SELECTED EXTRACT:
====================
What makes this a bit more understandable is: almost nothing uses libssh server functionality. So most development was only focused on client functionality.
(The only notable exception, github.com backends, were not using the auth logic code in question, so again just not used and not given attention...)
Having implemented security protocols and used state machines to track state, this is a surprisingly easy (if embarrassing) mistake to make. It’s very easy to spend a lot of energy validating the documented state transitions and essentially forget to ban all other transitions.
For me this is much less “OMG how could they be so careless” and much more “There but for the grace of a diligent set of testers go I”
I guess you could say that about absolutely any bug though? This isn’t particularly underhanded, and it’s more of a broad design flaw than a subtle change. If you wanted a “backdoor” you could absolutely do 10x better than this.
====================
DATA SHOWN:
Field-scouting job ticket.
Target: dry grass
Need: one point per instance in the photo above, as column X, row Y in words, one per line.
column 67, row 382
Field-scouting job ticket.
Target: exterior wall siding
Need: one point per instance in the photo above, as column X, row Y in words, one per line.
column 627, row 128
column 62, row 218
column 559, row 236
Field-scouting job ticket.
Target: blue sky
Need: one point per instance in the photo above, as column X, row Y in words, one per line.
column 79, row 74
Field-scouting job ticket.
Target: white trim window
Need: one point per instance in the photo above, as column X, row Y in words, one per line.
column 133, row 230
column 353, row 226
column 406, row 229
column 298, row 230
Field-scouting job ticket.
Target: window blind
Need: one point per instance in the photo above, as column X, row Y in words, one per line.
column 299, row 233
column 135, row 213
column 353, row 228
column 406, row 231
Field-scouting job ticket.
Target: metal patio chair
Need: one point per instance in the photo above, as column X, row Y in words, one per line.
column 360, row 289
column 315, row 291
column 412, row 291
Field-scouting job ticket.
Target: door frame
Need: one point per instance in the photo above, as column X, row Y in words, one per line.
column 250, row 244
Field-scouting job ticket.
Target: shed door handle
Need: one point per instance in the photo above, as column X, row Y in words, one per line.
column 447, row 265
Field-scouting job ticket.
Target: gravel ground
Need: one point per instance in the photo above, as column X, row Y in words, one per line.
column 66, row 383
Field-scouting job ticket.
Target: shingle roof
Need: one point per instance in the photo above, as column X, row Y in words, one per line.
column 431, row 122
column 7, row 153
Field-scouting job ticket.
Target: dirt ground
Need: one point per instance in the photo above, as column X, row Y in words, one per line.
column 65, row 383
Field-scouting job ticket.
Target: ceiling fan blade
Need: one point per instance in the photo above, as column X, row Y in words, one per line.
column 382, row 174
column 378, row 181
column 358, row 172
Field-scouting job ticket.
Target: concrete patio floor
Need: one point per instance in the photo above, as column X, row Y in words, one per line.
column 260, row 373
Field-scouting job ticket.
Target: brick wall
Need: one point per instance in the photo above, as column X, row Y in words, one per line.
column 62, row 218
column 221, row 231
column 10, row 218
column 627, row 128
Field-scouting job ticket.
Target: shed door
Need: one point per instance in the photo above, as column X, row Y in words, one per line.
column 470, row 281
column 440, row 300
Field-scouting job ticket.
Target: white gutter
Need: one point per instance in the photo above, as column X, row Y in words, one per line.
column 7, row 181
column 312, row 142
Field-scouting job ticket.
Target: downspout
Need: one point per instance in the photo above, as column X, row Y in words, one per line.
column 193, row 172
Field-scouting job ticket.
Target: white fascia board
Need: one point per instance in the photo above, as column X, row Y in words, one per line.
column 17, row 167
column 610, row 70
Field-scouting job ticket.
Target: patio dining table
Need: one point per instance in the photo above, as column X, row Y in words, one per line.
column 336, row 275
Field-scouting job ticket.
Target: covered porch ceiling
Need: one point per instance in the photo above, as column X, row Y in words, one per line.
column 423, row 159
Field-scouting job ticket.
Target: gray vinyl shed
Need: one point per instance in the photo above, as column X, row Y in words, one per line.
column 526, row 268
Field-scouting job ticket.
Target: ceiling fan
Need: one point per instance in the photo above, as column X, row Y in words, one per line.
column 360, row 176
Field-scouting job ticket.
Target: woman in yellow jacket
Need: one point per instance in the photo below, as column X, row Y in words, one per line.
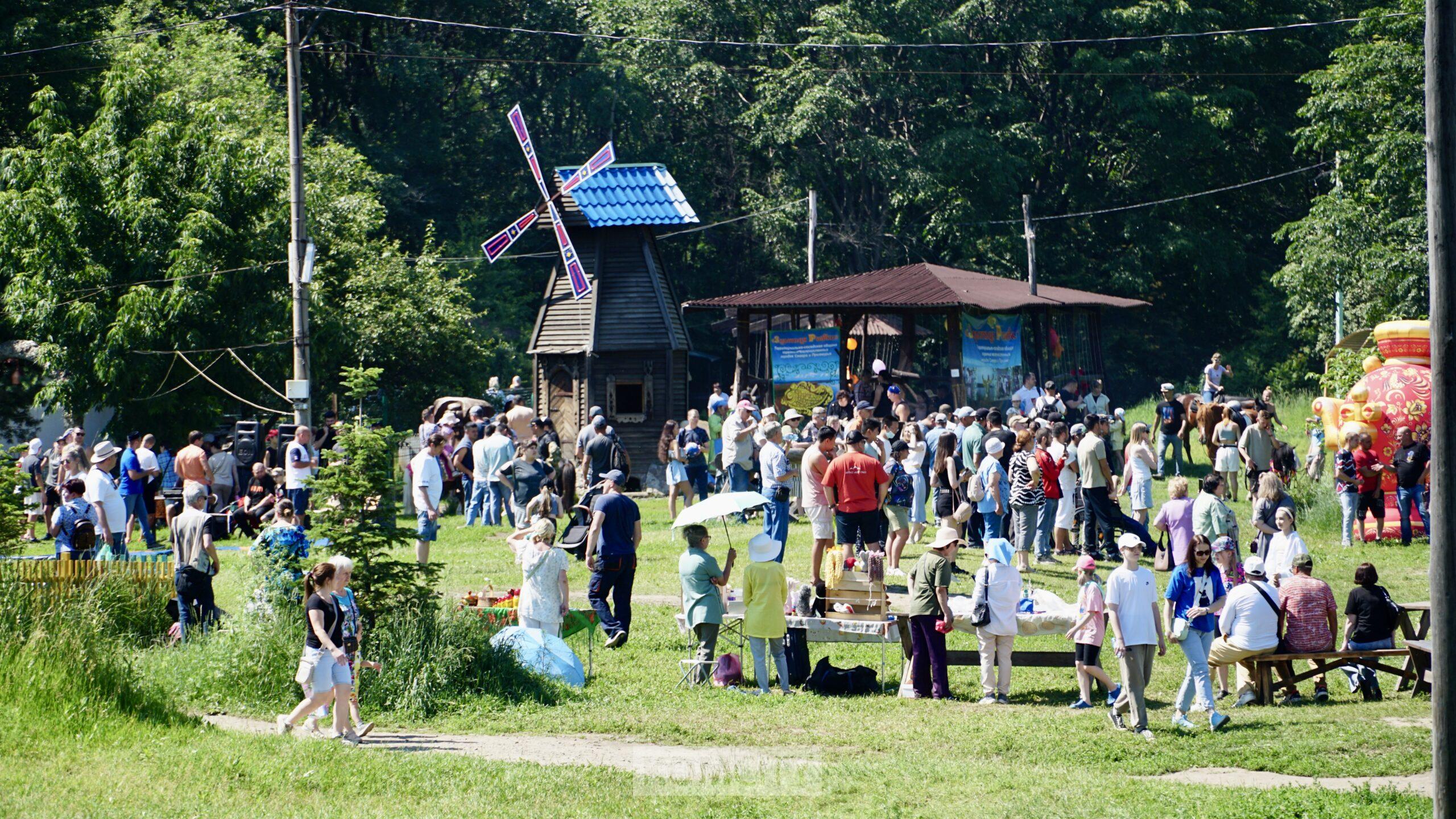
column 765, row 589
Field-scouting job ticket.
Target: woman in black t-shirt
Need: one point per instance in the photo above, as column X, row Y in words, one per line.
column 324, row 669
column 1371, row 620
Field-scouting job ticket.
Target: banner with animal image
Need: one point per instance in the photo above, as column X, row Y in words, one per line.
column 991, row 356
column 805, row 367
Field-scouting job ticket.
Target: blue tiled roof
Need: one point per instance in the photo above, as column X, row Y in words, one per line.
column 631, row 195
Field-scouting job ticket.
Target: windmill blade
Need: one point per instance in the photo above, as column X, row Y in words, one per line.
column 503, row 241
column 524, row 138
column 603, row 158
column 580, row 288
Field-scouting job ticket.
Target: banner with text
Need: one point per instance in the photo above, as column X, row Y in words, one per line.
column 991, row 356
column 805, row 367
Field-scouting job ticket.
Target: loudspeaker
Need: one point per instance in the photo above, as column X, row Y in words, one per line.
column 245, row 444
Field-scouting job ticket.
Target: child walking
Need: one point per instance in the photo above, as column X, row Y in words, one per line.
column 1088, row 634
column 765, row 589
column 931, row 615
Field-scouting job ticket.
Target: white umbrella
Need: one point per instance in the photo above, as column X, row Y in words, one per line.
column 721, row 504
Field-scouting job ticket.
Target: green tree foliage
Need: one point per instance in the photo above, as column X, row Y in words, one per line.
column 357, row 506
column 1366, row 231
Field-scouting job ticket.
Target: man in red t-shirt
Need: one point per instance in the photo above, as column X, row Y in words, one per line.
column 1372, row 498
column 855, row 487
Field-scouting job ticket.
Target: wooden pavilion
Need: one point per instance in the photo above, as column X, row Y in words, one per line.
column 1054, row 333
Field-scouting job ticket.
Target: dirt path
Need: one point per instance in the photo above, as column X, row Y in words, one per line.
column 1423, row 784
column 672, row 761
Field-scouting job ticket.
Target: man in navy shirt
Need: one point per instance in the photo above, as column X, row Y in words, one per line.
column 617, row 530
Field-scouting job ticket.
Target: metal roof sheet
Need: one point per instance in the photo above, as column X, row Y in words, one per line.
column 912, row 286
column 630, row 195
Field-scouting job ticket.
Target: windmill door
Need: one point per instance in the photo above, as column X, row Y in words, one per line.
column 562, row 406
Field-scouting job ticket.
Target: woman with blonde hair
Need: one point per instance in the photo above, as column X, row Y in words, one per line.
column 916, row 467
column 1226, row 455
column 1138, row 474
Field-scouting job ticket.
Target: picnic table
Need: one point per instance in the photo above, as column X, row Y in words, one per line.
column 1414, row 633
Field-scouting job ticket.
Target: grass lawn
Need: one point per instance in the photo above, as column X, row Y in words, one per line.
column 882, row 755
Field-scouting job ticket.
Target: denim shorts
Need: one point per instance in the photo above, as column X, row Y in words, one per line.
column 326, row 671
column 425, row 528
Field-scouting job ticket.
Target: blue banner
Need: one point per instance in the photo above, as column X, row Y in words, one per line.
column 991, row 356
column 805, row 367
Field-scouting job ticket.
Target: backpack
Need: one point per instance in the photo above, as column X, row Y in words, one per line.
column 976, row 489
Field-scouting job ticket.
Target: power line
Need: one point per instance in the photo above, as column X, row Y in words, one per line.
column 848, row 46
column 140, row 32
column 803, row 66
column 1155, row 201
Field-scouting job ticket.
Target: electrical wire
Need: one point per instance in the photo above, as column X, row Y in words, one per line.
column 271, row 388
column 848, row 46
column 188, row 362
column 142, row 32
column 1078, row 214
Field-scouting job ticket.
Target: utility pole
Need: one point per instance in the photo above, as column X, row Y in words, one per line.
column 1340, row 293
column 299, row 237
column 1031, row 242
column 1441, row 214
column 813, row 225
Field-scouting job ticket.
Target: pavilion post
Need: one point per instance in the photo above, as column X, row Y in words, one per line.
column 740, row 358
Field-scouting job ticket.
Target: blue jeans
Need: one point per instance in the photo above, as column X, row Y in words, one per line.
column 300, row 503
column 1407, row 499
column 739, row 483
column 614, row 576
column 1164, row 439
column 776, row 522
column 1044, row 522
column 992, row 525
column 1196, row 681
column 477, row 503
column 137, row 507
column 1349, row 503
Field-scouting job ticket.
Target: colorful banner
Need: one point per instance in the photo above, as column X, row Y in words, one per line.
column 805, row 367
column 991, row 356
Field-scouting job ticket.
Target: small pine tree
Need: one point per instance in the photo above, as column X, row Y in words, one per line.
column 357, row 507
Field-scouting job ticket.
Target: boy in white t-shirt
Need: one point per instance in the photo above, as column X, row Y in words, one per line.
column 1132, row 601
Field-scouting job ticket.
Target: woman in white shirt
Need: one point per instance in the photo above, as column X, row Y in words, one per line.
column 1001, row 585
column 1283, row 547
column 1138, row 475
column 915, row 467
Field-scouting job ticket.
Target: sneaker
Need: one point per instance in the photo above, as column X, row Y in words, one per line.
column 1113, row 696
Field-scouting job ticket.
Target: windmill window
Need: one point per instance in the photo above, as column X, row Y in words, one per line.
column 630, row 401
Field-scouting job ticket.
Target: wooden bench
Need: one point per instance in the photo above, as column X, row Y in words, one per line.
column 1420, row 665
column 1325, row 662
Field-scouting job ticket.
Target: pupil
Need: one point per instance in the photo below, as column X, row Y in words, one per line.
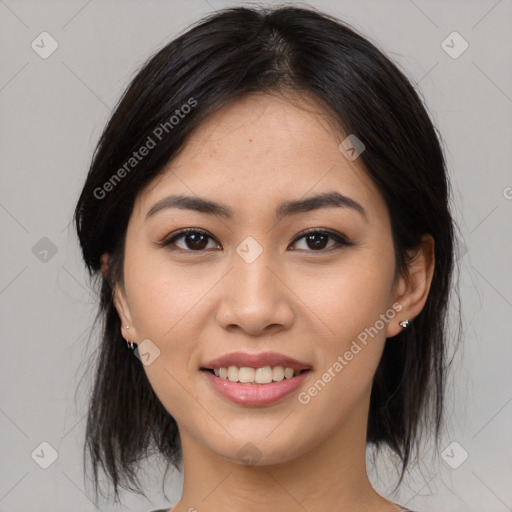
column 317, row 245
column 197, row 243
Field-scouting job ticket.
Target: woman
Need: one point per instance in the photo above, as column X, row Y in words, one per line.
column 267, row 215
====================
TASKS FOR THIS EXERCISE:
1 – In the libssh discussion, write out the part that opens with the words containing "(The only notable" and closes with "all other transitions.".
2 – Which notable user of libssh server functionality does the libssh discussion name?

SOLUTIONS BELOW:
1 –
(The only notable exception, github.com backends, were not using the auth logic code in question, so again just not used and not given attention...)
Having implemented security protocols and used state machines to track state, this is a surprisingly easy (if embarrassing) mistake to make. It’s very easy to spend a lot of energy validating the documented state transitions and essentially forget to ban all other transitions.

2 – The github.com backends.